* REQUIRED WORK
Return each entry exactly, omitting nothing.

----------------------------------------

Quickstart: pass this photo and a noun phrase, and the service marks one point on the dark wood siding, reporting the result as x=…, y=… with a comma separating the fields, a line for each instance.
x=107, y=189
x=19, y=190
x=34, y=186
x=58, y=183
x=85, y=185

----------------------------------------

* ANSWER SPACE
Quickstart: pass this photo and a noun phrase, and the service marks one point on the dark wood siding, reporting the result as x=…, y=… with a comma separating the fields, a line for each instance.
x=107, y=189
x=19, y=190
x=34, y=186
x=58, y=183
x=85, y=185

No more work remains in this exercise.